Text provided:
--- --- ---

In the most basic sense, there are two training variables that can be manipulated in a given program: quantity of exercise and quality of exercise. Given the time crunch that many of us suffer from, we should collectively strive for ways to enhance the quality of our workouts. One possible method of enhancing the quality of our strength-training workouts is through the use of descending sets.

Descending sets (also known as the multipoundage system, regression sets, burn-outs, break-down sets, or drop sets) constitute a resistance-training technique that modifies the resistance during a set of repetitions. Descending sets are generally considered a high-intensity technique for blasting through barriers to progress, such as the dreaded strength plateau (Marotti, 2000; Mejia & Velazquez, 2000).

Descending sets induce a greater level of muscular fatigue than do multiple sets performed with ample rest between sets. This is accomplished by performing a set of repetitions to the point of exhaustion, at which point you cannot complete another repetition in good form, followed by rapidly decreasing the resistance so that more repetitions may be immediately performed. This, in turn, may be followed by further reducing the resistance and performing yet another series of post-failure repetitions. Descending sets provide a unique stimulus by allowing multiple levels of muscular fatigue within the same exercise set.

--- --- ---

Prompt 1: According to the passage on descending sets, what two training variables can be manipulated in a given program?
Prompt 2: Transcribe the part of the passage on descending sets that opens with the words containing "Descending sets (also" and closes with "Mejia & Velazquez, 2000).".
The rows have nothing to do with the passage on descending sets.

--- --- ---

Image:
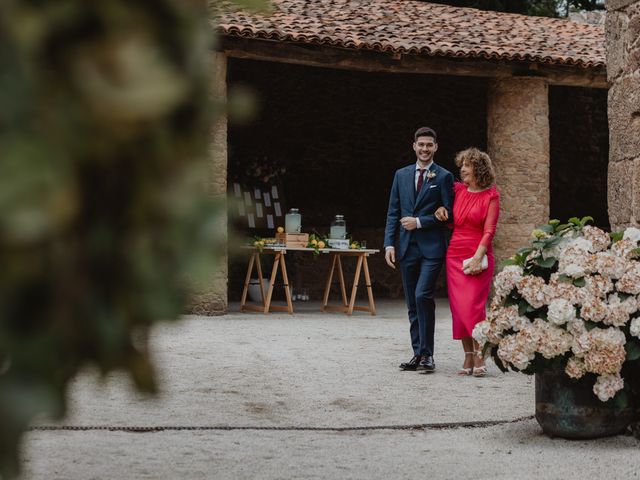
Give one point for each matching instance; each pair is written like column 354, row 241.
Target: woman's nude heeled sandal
column 466, row 371
column 479, row 371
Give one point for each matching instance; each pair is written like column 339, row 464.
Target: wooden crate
column 293, row 239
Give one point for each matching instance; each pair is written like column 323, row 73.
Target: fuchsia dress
column 475, row 216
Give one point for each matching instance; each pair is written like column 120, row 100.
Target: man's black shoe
column 412, row 364
column 427, row 365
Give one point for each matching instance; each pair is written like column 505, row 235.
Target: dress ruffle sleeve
column 491, row 220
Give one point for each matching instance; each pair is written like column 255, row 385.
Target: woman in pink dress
column 476, row 208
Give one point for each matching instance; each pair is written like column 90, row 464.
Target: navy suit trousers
column 419, row 275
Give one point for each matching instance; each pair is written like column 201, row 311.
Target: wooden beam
column 370, row 61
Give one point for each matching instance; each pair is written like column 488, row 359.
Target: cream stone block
column 624, row 119
column 621, row 182
column 616, row 27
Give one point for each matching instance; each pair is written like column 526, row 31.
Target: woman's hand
column 442, row 214
column 474, row 267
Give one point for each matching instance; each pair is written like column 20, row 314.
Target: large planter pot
column 568, row 408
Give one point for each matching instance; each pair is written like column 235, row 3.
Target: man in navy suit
column 418, row 191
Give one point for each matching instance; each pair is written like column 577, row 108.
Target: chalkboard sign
column 258, row 208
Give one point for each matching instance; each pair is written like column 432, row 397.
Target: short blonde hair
column 481, row 164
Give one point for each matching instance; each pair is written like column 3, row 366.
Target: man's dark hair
column 426, row 132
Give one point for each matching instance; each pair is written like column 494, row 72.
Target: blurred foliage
column 544, row 8
column 105, row 218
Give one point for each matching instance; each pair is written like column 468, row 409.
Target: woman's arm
column 490, row 223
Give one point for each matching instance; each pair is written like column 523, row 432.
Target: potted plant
column 566, row 308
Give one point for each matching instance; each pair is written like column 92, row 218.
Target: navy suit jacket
column 435, row 192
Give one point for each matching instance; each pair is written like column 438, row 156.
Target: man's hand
column 442, row 214
column 390, row 257
column 409, row 223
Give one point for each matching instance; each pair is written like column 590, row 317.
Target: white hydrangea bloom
column 599, row 239
column 481, row 332
column 630, row 281
column 580, row 243
column 551, row 341
column 533, row 290
column 634, row 327
column 610, row 265
column 633, row 234
column 560, row 311
column 623, row 248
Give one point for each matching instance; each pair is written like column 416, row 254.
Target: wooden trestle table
column 279, row 264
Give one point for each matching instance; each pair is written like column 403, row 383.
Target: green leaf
column 545, row 262
column 586, row 220
column 633, row 350
column 616, row 236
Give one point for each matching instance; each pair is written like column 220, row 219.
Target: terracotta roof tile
column 414, row 27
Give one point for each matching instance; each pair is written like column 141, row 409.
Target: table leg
column 243, row 300
column 367, row 278
column 260, row 278
column 274, row 271
column 343, row 289
column 327, row 287
column 285, row 278
column 354, row 289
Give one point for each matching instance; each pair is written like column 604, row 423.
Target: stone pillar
column 518, row 143
column 210, row 297
column 623, row 72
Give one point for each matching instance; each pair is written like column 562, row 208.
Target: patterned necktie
column 420, row 180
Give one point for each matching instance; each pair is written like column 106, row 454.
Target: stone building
column 343, row 84
column 623, row 72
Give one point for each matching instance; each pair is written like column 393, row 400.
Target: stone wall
column 579, row 142
column 623, row 71
column 210, row 297
column 518, row 130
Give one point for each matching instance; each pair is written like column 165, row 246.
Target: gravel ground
column 271, row 397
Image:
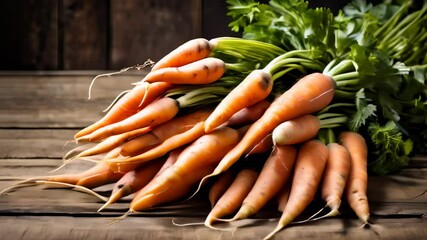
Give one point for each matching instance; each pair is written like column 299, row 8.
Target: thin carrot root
column 120, row 218
column 138, row 67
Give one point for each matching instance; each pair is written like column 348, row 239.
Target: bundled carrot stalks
column 312, row 107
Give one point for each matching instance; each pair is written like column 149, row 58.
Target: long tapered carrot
column 296, row 130
column 98, row 175
column 357, row 183
column 157, row 112
column 254, row 88
column 308, row 172
column 203, row 71
column 271, row 179
column 110, row 143
column 221, row 184
column 163, row 131
column 178, row 179
column 233, row 197
column 176, row 141
column 308, row 95
column 248, row 114
column 133, row 181
column 188, row 52
column 128, row 105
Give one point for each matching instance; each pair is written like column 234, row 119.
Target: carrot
column 125, row 164
column 157, row 112
column 334, row 180
column 132, row 102
column 283, row 196
column 178, row 179
column 254, row 88
column 296, row 130
column 109, row 143
column 221, row 184
column 310, row 94
column 203, row 71
column 248, row 114
column 133, row 181
column 98, row 175
column 233, row 197
column 163, row 131
column 273, row 176
column 309, row 166
column 188, row 52
column 356, row 188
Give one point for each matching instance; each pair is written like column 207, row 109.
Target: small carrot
column 133, row 181
column 254, row 88
column 310, row 94
column 178, row 179
column 272, row 178
column 98, row 175
column 248, row 114
column 203, row 71
column 128, row 105
column 283, row 196
column 186, row 53
column 221, row 184
column 297, row 130
column 163, row 131
column 356, row 188
column 109, row 143
column 309, row 166
column 233, row 197
column 157, row 112
column 125, row 164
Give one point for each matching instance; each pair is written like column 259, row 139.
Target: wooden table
column 40, row 112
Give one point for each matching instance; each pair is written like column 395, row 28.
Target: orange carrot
column 109, row 143
column 335, row 177
column 310, row 94
column 124, row 164
column 254, row 88
column 248, row 114
column 98, row 175
column 128, row 105
column 188, row 52
column 133, row 181
column 203, row 71
column 272, row 178
column 233, row 197
column 309, row 166
column 178, row 179
column 163, row 131
column 356, row 188
column 157, row 112
column 283, row 196
column 296, row 130
column 221, row 184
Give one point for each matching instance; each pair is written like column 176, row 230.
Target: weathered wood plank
column 29, row 39
column 57, row 100
column 47, row 227
column 142, row 30
column 85, row 34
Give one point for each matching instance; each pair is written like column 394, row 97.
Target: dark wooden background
column 105, row 34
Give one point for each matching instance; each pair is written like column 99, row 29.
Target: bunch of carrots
column 211, row 110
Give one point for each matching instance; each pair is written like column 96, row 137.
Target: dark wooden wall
column 101, row 34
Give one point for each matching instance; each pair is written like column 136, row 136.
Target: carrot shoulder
column 188, row 52
column 187, row 170
column 203, row 71
column 357, row 184
column 310, row 94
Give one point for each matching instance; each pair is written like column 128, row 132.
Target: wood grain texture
column 150, row 29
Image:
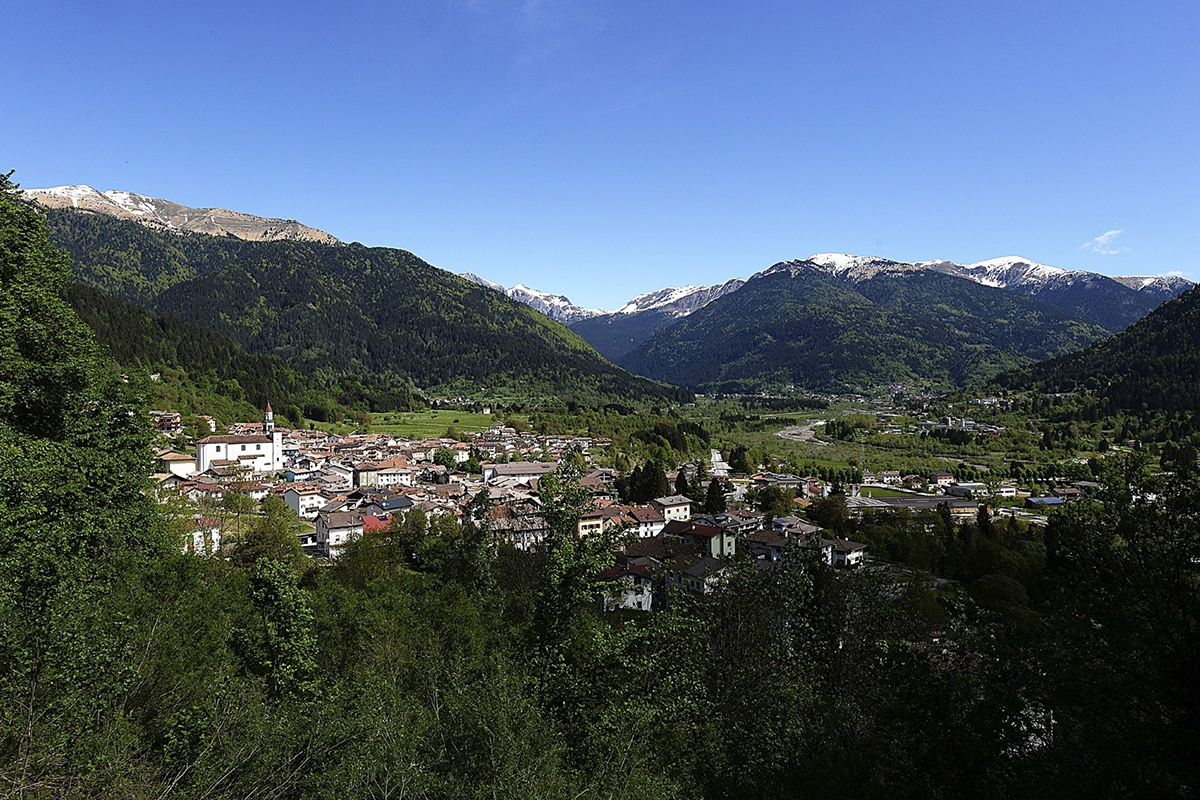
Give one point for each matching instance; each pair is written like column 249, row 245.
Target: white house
column 258, row 452
column 627, row 587
column 520, row 470
column 847, row 553
column 672, row 507
column 177, row 463
column 204, row 536
column 335, row 529
column 306, row 500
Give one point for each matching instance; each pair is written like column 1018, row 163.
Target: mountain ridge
column 168, row 215
column 857, row 324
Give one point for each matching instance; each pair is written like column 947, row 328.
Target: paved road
column 803, row 433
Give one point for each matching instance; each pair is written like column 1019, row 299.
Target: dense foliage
column 822, row 332
column 343, row 310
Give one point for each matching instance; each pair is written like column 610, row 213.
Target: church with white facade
column 258, row 452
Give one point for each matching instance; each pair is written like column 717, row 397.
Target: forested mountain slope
column 203, row 372
column 343, row 310
column 1152, row 365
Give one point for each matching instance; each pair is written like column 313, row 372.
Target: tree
column 77, row 523
column 270, row 536
column 714, row 501
column 444, row 456
column 287, row 619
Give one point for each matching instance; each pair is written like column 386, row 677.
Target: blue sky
column 605, row 149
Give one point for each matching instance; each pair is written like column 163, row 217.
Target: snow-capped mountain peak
column 555, row 306
column 679, row 301
column 648, row 300
column 172, row 216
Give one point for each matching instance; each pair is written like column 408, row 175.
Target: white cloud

--- --- ---

Task result 1: Quantity of exercise and quality of exercise.

Task result 2:
Descending sets (also known as the multipoundage system, regression sets, burn-outs, break-down sets, or drop sets) constitute a resistance-training technique that modifies the resistance during a set of repetitions. Descending sets are generally considered a high-intensity technique for blasting through barriers to progress, such as the dreaded strength plateau (Marotti, 2000; Mejia & Velazquez, 2000).